## START Document section

Now Delta has come up with a god-awful idea to restore peace to the skies: The company wants a federally enforced “no-fly list” for unruly passengers, and it’s pleading its case far and wide. After floating the idea with the FAA last fall, CEO Ed Bastian requested earlier this month that the Justice Department take concrete steps to implement the plan and further detailed his argument in an op-ed for The Washington Post. While individual airlines can and do keep their own internal list of banned problem fliers, such people are still free to book tickets on a competing carrier—a loophole Bastian characterizes as a dangerous security flaw that puts others at serious risk.
“Holding individuals accountable for criminal behavior shouldn’t be a controversial or partisan issue,” he wrote. “A national no-fly list, maintained with the full authority of the federal government, would be an effective tool to help ensure that, as our nation returns to the skies, the worst offenders are grounded.” The Association of Flight Attendants has more or less echoed the call, as have multiple news outlets. Secretary of Transportation Pete Buttigieg has signaled openness to the idea; a whopping 93 percent of respondents in one poll agreed.
They’re wrong. A centralized, federal no-fly list—even for egregious and criminal misbehavior in flight—is a terrible idea. There’s no persuasive evidence it would do anything to help, and it poses the same serious due process concerns that have dogged the anti-terrorism measure Bastian and his allies are implicitly validating by retrofitting it to commercial aviation. From the very bottom of my heart, I am begging people: Stop trying to reappropriate “war on terror” ideas in the quixotic hope that they might serve some just end or create a good outcome. You can’t, they don’t, and they never will.
That so many people find Bastian’s plea compelling is understandable: The episodes his proposal is reacting to are appalling. In 2021 alone, nearly 6,000 “unruly passenger reports” were logged by the FAA, around 70 percent of which related to mask regulations, and 350 of them triggered enforcement action. As anyone who’s watched iPhone camera footage of underpaid flight attendants calmly explaining basic public health protocol to belligerent anti-mask extremists can attest, no worker deserves this crap—but around 85 percent of flight attendants last year reported dealing with such customers, and 17 percent report altercations involving physical assault.

## END Document section

● **Given instruction a**: Swap "hole_rule" for "fill_rule" in the stretch of the records from their start through the line containing "hole_rule: even-odd", with everything else kept the same. Leave out the pictures.
The text above and the records that follow come from separate sources.

## START Supplied entries

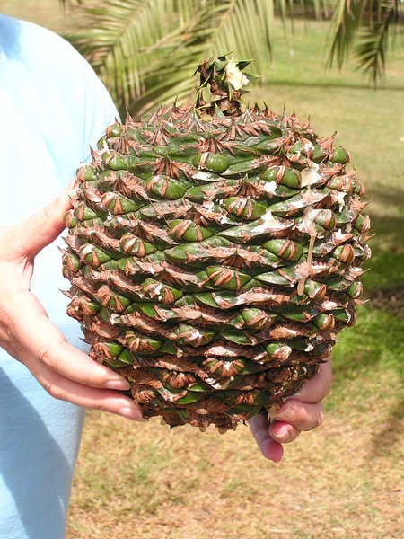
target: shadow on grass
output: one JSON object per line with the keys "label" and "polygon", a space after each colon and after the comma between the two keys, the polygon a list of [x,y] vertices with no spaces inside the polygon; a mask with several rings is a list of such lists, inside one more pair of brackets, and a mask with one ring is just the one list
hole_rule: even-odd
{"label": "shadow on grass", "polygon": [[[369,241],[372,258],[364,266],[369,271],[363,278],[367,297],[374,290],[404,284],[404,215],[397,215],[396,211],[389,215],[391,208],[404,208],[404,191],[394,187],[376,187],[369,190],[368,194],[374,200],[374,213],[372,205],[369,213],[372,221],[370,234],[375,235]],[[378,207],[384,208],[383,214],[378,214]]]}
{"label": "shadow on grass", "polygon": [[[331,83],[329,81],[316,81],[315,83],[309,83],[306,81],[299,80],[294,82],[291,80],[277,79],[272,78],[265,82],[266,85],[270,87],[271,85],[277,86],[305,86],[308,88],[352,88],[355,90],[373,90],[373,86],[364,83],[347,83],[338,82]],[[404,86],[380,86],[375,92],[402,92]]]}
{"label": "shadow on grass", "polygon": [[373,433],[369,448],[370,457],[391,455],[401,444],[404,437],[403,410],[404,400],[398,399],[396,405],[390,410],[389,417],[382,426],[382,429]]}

## END Supplied entries

● **Given instruction b**: Write the next part of the op-ed on a federal no-fly list for unruly passengers.

● **Task result a**:
target: shadow on grass
output: one JSON object per line with the keys "label" and "polygon", a space after each colon and after the comma between the two keys, the polygon a list of [x,y] vertices with no spaces inside the polygon; a mask with several rings is a list of such lists, inside one more pair of brackets, and a mask with one ring is just the one list
fill_rule: even-odd

● **Task result b**:
As it happens, the most forceful critics of the potential new “no-fly list” are right for the wrong reasons: Eight Senate Republicans recently sent a dissenting letter to Attorney General Merrick Garland denouncing the idea, essentially waging culture war by contending that anti-maskers have a point and it’s unfair to equate them to terrorists. The Washington Post editorial board swiftly dubbed them the “Aviation Threat Forgiveness Caucus.”
But what threat is being forgiven, exactly? Presumably to avoid the most obvious due process issues at play here, proponents of the “no-fly list” have generally specified that the blunt blanket ban would apply only to those convicted of disruptive outbursts. But the FAA has already launched a so-called “zero tolerance” campaign to confront the issue, fining perpetrators tens of thousands. Garland’s DOJ has also prioritized such cases, filing additional criminal charges against people responsible for certain incidents. Penalties can be severe: Defendants can face multiple charges; some have faced over $250,000 in fines and 20 years in prison—a level of harshness not remotely compatible with “aviation threat forgiveness.”
However loathsome these plane jerks have been, the steady drumbeat toward tossing a new no-fly list atop everything else should make people uncomfortable: No one has voted on this, and several of these incidents appeared to entail what witnesses characterized as a likely mental health crisis. Overwhelmingly, these upsetting episodes have not resulted in significant injuries. It’s tough to make the case that banishment from air travel provides either punishment or deterrent value that the hefty fines and threat of incarceration already in place are incapable of delivering. And if the goal here is incapacitation—as it seems to be, given the focus on keeping these passengers from switching airlines—then it’s even more useless. While Bastian notes that there have been cases of people banned by one carrier later flying with another, there’s exactly zero data to suggest that even a single one of these people has ever reoffended.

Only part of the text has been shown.